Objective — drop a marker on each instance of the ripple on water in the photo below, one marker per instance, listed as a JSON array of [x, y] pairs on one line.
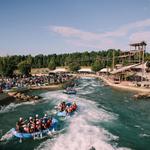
[[81, 133]]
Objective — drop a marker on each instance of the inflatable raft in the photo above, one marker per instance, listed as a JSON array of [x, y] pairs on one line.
[[64, 113], [72, 91], [36, 134]]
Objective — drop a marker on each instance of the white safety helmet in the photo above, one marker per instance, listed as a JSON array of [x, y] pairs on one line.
[[30, 118], [20, 118]]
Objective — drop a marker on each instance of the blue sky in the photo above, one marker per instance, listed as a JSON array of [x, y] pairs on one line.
[[61, 26]]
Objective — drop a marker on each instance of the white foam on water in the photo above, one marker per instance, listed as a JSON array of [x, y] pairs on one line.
[[12, 106], [82, 134], [84, 129]]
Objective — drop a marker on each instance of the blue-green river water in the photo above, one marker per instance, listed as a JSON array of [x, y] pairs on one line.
[[107, 119]]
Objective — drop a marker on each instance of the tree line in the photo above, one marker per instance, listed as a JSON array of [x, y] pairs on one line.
[[95, 59]]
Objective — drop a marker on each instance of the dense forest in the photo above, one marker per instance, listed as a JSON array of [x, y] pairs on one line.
[[97, 59]]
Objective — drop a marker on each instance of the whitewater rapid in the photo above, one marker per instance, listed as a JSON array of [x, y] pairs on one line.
[[82, 132]]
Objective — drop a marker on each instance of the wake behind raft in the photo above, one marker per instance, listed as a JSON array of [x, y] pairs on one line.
[[66, 109], [41, 133]]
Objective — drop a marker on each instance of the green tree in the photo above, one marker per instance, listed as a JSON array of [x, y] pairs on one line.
[[97, 65], [7, 66], [24, 68], [74, 67]]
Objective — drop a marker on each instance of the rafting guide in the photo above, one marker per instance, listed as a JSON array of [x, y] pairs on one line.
[[36, 127]]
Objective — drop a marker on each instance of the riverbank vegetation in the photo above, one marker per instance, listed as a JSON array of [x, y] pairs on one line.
[[74, 60]]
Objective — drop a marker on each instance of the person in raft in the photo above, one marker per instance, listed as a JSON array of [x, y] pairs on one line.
[[20, 125], [72, 108], [33, 125], [62, 106]]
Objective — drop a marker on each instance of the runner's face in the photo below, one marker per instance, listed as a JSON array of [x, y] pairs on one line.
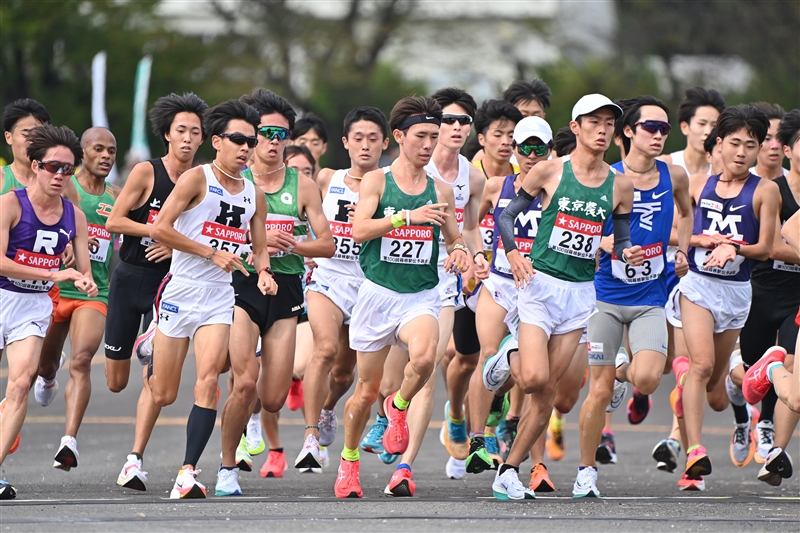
[[16, 138], [454, 136], [771, 153], [497, 141], [698, 128], [270, 151], [365, 142], [185, 136], [739, 152]]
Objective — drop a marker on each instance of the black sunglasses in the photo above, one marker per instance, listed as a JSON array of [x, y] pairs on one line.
[[461, 119], [240, 138]]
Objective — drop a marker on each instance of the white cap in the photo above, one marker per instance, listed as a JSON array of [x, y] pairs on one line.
[[532, 127], [593, 102]]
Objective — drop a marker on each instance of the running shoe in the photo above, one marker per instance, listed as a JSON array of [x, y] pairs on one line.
[[347, 483], [456, 440], [143, 347], [698, 463], [756, 381], [401, 484], [7, 490], [15, 446], [666, 454], [765, 440], [478, 459], [499, 410], [586, 483], [555, 445], [227, 483], [275, 465], [455, 468], [507, 486], [309, 455], [540, 479], [67, 455], [132, 476], [327, 427], [373, 440], [295, 399], [395, 438], [777, 467], [638, 407], [497, 368]]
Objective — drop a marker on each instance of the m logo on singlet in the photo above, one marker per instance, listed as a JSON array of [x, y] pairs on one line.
[[230, 215]]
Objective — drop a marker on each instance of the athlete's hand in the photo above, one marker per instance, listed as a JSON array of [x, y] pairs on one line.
[[635, 255], [266, 284], [158, 252], [521, 268], [429, 214]]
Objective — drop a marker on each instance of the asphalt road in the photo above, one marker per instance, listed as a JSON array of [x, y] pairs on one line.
[[636, 496]]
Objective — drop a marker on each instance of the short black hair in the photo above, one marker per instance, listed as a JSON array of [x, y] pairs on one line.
[[745, 116], [454, 95], [267, 102], [163, 113], [492, 110], [218, 117], [309, 122], [372, 114], [789, 129], [699, 97], [42, 138], [24, 107], [525, 91]]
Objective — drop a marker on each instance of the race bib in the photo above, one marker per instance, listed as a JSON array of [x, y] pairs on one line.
[[501, 263], [411, 245], [40, 261], [99, 253], [346, 247], [575, 236], [652, 267]]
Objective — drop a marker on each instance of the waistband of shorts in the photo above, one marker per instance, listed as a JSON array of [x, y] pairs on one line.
[[572, 285]]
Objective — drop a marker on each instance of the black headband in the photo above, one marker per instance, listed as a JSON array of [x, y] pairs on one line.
[[418, 119]]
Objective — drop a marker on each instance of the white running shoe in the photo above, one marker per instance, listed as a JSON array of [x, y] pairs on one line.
[[497, 369], [187, 486], [67, 455], [228, 483], [455, 468], [508, 487], [132, 476], [586, 484], [327, 427]]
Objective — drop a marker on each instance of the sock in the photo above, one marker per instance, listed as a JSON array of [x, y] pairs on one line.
[[350, 455], [399, 402], [198, 431]]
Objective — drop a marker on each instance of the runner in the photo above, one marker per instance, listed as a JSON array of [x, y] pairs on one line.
[[35, 226], [77, 314], [633, 296], [579, 193], [335, 282], [715, 295], [398, 220]]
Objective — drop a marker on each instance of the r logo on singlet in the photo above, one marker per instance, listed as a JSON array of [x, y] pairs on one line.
[[230, 215]]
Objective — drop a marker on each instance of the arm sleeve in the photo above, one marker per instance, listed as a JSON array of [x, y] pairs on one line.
[[622, 233], [509, 215]]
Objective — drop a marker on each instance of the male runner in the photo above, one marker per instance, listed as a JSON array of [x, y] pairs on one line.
[[335, 282], [77, 314], [579, 193], [715, 296], [634, 296], [398, 219], [35, 226]]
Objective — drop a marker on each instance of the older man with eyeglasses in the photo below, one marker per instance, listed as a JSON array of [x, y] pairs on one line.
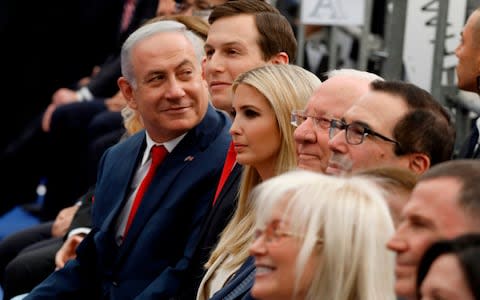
[[395, 124], [329, 101]]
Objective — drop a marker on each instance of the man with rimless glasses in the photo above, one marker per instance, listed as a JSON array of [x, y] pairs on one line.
[[395, 124], [329, 101]]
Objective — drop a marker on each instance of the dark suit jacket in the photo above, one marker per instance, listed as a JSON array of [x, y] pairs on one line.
[[238, 288], [215, 222], [468, 146], [157, 251]]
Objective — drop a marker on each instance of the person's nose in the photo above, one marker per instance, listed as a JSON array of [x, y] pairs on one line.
[[175, 89], [397, 243], [337, 143], [258, 248], [305, 133], [235, 127], [215, 63]]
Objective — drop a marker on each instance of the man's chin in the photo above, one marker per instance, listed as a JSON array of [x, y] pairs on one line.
[[405, 289], [310, 165]]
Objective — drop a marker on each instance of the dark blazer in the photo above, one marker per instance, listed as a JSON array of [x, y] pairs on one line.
[[156, 253], [238, 288], [467, 149], [83, 216], [216, 220]]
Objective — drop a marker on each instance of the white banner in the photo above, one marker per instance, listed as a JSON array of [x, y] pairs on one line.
[[332, 12], [419, 42]]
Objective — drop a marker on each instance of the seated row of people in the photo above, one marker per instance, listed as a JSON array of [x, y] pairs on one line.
[[373, 123]]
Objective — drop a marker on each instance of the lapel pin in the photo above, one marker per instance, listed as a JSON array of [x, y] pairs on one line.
[[188, 158]]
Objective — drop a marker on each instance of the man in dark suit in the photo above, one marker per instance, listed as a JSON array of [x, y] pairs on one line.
[[468, 74], [443, 205], [266, 38], [163, 82], [75, 108]]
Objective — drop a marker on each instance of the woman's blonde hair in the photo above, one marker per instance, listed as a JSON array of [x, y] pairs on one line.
[[349, 215], [286, 88]]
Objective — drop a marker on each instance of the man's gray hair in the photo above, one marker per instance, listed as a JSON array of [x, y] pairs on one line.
[[149, 30]]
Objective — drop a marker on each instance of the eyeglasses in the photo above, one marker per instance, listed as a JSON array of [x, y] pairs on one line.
[[272, 234], [299, 116], [355, 132]]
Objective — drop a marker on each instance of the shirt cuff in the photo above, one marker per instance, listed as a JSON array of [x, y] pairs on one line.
[[79, 231]]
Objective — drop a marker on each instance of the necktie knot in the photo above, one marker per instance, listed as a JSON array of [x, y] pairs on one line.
[[158, 153]]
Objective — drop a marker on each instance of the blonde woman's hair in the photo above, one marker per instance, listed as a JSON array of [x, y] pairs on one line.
[[349, 215], [286, 88]]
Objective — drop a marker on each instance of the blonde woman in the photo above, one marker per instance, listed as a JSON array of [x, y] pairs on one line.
[[263, 99], [321, 237]]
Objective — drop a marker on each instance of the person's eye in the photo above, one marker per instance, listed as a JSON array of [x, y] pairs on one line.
[[357, 130], [323, 122], [185, 74], [232, 51], [209, 53], [249, 113], [156, 78]]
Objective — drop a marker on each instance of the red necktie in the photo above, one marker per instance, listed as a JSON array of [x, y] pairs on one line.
[[128, 10], [227, 168], [158, 153]]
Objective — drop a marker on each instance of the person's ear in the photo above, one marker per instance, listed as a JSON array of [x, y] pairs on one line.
[[204, 65], [280, 58], [127, 91], [419, 163]]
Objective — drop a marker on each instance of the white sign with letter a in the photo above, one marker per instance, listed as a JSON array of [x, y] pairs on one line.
[[333, 12]]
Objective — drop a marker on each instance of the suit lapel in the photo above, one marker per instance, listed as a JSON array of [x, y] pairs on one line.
[[128, 166], [157, 194]]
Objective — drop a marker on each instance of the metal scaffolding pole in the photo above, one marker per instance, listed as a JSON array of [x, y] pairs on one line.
[[392, 68]]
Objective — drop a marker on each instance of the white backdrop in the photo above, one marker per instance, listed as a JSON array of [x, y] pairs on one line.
[[419, 39]]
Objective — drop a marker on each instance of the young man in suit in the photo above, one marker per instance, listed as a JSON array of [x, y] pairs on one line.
[[145, 254], [243, 34]]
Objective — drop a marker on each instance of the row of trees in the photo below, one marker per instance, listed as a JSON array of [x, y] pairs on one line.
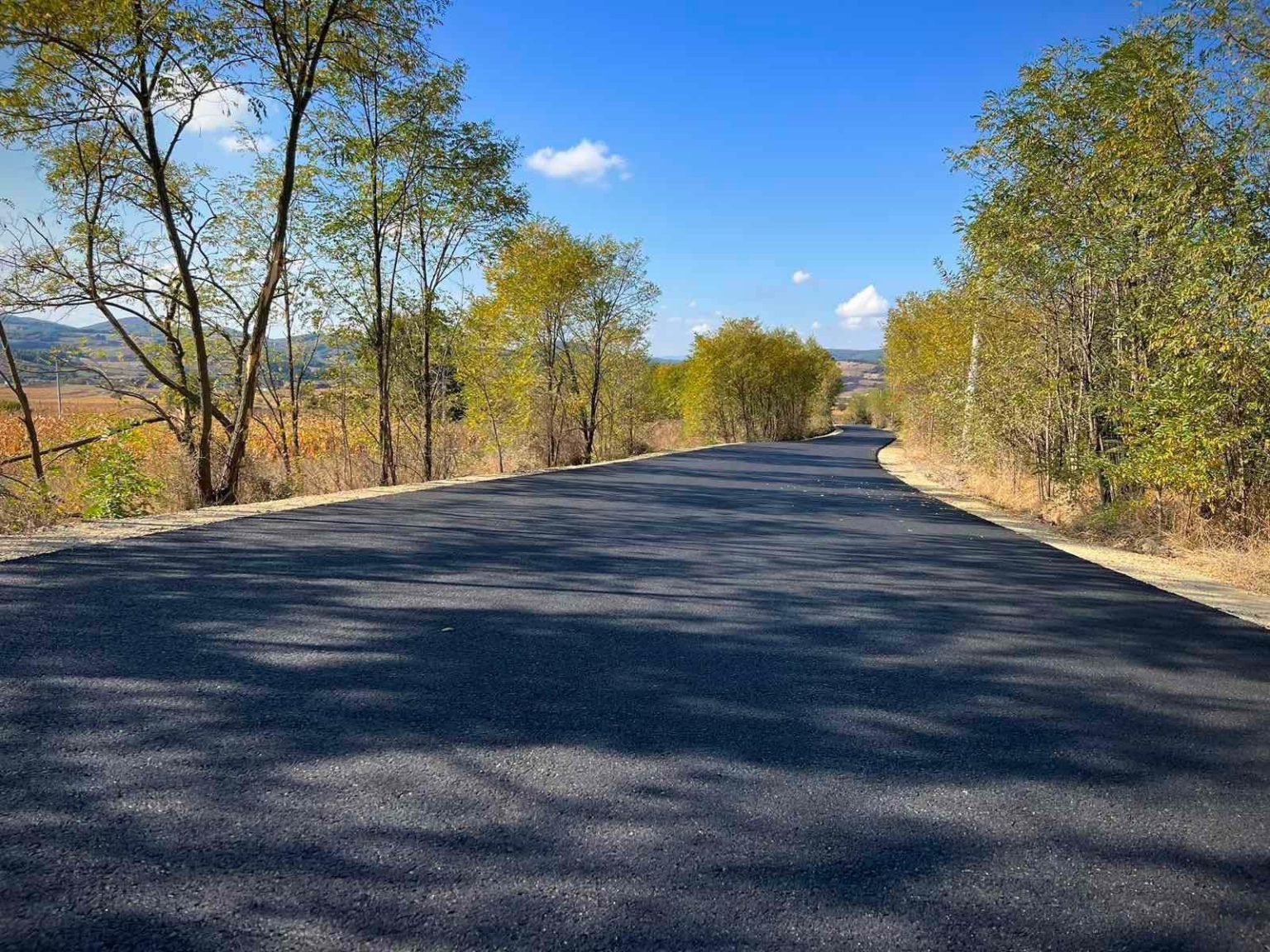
[[331, 281], [746, 383], [329, 278], [108, 97], [1109, 329]]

**STATED TASK**
Arrange the records from the line with "Objective — drop a marker on each instance of the blue-green" to the line with "[[66, 109], [41, 133]]", both included, as a two-column CSV with the columns input and output. Each row holds one record's text and its answer, each in a single quoted field with line breaks replaced by spaces.

**PROBLEM SOLUTION**
input,output
"Objective — drop a marker on each instance of the blue-green river water in the photo above, one marker per instance, listed as a JSON array of [x, y] pairs on one line.","[[107, 119]]"
"Objective — drop a marker on each instance of the tree line in the photo above, one marker per instance, listed as a JSON array of [x, y] pairs on one line.","[[95, 59]]"
"Objective — drop a marker on each instance of the dense forest in the photo above, one marker per instance, listed as a JSON array of [x, y] pairs on one line.","[[97, 59]]"
"Objective — drop a marker on each instance of the whitewater rapid in the photo above, one marker per instance, listed as a JSON array of [x, y] pairs on one line.","[[82, 132]]"
"Objective — drop a marker on each instance of the wake behind raft in the photo above, one marker per instance, listed as a JSON array of [x, y] pairs on one line.","[[66, 109], [41, 133]]"